**GOAL OF THE EXERCISE**
Add 78 to every coordinate in the answers, and write out again all lines from the start of the records through the line containing "point(505, 683)", inclusive, with the requests kept in.

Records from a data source
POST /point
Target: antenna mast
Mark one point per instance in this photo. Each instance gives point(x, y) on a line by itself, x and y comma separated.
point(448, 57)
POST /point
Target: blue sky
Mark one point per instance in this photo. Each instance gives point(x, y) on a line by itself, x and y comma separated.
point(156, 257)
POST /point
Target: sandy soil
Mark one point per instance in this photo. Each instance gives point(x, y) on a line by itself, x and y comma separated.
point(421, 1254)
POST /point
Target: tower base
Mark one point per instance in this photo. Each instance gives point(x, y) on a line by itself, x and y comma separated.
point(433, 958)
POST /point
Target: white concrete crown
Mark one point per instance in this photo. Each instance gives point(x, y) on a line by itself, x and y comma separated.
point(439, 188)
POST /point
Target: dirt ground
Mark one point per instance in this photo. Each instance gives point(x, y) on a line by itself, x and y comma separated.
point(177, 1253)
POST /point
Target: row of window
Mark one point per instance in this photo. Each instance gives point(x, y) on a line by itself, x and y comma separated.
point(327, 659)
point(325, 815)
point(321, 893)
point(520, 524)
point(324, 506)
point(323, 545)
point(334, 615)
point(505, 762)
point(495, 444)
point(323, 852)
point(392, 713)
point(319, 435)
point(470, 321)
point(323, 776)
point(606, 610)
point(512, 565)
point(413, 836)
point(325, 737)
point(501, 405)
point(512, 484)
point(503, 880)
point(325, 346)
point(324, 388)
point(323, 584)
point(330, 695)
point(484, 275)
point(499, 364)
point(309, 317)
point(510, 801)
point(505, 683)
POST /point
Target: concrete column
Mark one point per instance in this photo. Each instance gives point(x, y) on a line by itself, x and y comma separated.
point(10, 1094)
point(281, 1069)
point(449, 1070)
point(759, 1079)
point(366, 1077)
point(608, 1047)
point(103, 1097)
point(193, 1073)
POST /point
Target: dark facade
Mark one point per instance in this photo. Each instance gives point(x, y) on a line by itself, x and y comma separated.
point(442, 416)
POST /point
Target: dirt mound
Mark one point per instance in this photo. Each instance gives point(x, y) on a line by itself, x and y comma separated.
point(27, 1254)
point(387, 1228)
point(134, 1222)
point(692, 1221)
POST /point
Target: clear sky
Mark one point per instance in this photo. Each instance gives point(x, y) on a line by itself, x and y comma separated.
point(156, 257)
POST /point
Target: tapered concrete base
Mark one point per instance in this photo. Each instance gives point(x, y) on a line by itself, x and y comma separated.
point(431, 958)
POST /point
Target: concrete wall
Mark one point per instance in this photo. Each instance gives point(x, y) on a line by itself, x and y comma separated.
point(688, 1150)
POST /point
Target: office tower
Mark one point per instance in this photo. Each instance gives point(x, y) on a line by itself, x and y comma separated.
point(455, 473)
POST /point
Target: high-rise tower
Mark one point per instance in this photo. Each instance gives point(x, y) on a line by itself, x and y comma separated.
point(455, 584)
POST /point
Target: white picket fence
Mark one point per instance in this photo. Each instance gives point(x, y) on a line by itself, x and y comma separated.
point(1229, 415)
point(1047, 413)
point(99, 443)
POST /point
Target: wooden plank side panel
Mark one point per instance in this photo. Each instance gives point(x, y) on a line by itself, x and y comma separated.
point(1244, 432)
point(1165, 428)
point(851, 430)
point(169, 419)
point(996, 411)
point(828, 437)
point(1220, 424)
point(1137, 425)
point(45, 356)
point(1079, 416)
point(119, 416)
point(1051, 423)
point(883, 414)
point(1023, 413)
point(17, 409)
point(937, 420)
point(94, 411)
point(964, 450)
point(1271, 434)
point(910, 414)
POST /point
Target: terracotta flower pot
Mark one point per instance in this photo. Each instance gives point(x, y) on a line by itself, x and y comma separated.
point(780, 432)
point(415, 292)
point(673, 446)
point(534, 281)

**COMPLETE ANSWER**
POST /point
Target: antenna mast
Mark one point per instance in this photo. Each instance gives point(x, y) on a line by itself, x and y comma separated.
point(526, 135)
POST /point
Target: blue sky
Mark one point per instance in this photo. Each instance gives point(x, y) on a line by itself, x and y comma separated.
point(234, 335)
POST /point
Target: sandy soil
Mark one point per instance in this photo. Each instance gives point(x, y) on a line by itself, x and y comma separated.
point(499, 1332)
POST /point
Target: tower base
Mark one point per instance in this photo. Each instance gives point(x, y) on a line by itself, x and y comma separated.
point(511, 1036)
POST /point
Target: white concrete crown
Mark one point per instance in this photo. Each instance gives point(x, y) on a line by itself, x and y comma separated.
point(517, 266)
POST /point
Target: dirt ground
Mark one point per instance in this photo. Each instance gives point(x, y) on a line by itself, x and y comma separated.
point(255, 1331)
POST /point
Target: row of window
Mark one point per instance in this photo. Each instance gives point(x, y) on a line by itself, x and y comma separated.
point(405, 737)
point(403, 893)
point(399, 971)
point(598, 602)
point(402, 584)
point(401, 623)
point(412, 693)
point(583, 840)
point(573, 522)
point(401, 930)
point(470, 791)
point(397, 513)
point(548, 399)
point(401, 854)
point(684, 688)
point(590, 643)
point(491, 914)
point(403, 815)
point(579, 483)
point(590, 562)
point(581, 958)
point(403, 424)
point(402, 466)
point(401, 662)
point(408, 773)
point(562, 353)
point(577, 442)
point(387, 395)
point(588, 879)
point(583, 761)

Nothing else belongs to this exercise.